-------- RECORDS SHOWN
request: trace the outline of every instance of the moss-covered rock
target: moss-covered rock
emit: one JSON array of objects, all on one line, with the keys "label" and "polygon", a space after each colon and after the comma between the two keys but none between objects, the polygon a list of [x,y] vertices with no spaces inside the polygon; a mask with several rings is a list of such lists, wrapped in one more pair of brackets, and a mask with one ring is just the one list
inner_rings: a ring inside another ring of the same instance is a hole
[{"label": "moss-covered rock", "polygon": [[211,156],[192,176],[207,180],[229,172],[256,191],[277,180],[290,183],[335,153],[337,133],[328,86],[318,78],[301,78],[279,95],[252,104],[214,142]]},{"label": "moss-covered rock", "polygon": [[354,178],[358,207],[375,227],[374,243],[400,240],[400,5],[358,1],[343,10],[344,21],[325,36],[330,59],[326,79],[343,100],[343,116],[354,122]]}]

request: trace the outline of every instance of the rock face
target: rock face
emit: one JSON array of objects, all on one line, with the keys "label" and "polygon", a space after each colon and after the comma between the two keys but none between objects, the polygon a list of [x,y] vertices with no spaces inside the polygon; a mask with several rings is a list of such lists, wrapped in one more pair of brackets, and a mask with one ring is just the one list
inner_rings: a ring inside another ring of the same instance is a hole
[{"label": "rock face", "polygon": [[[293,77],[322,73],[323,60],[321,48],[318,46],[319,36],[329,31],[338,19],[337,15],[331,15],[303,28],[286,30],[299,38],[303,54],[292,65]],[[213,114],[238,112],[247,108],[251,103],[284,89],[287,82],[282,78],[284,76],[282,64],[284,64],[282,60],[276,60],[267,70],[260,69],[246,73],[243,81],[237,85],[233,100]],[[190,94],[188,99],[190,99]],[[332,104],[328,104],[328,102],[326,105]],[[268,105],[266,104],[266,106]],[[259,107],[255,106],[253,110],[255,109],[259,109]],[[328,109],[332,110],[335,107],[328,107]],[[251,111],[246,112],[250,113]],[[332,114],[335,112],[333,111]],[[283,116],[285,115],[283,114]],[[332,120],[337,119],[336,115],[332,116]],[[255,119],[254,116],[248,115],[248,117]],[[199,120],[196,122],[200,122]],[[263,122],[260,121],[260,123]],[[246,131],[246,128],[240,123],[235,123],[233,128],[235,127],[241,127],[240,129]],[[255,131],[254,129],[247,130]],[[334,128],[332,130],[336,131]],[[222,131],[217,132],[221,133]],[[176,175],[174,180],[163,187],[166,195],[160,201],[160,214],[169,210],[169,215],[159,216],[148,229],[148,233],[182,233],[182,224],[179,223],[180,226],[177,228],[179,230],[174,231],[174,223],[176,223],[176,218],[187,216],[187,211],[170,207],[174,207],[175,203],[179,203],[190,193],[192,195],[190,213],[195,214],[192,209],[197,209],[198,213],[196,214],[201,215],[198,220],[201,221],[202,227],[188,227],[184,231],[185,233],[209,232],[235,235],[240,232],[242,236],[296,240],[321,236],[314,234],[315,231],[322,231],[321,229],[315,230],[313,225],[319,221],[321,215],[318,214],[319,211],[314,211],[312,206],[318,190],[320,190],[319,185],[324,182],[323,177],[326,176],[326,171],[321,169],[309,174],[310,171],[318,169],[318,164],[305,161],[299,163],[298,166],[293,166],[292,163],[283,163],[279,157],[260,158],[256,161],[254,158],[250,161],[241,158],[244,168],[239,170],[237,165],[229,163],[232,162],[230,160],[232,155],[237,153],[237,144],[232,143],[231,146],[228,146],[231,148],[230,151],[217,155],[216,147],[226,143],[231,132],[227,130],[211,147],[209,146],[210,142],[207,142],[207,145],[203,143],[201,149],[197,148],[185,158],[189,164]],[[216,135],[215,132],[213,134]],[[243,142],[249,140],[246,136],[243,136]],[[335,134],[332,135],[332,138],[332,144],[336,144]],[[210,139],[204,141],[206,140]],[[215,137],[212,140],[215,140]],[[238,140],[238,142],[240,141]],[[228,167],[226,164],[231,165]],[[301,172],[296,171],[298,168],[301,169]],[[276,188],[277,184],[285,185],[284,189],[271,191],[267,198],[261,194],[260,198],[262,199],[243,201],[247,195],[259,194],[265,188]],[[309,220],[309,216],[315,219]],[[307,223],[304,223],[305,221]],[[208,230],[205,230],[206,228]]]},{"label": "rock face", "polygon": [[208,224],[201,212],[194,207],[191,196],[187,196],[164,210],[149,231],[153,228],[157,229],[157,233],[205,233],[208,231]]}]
----------------
Where does "request" appear in the records above? Copy every line that has it.

request: trace the outline of every instance of the moss-covered rock
request: trace the outline of every instance of the rock face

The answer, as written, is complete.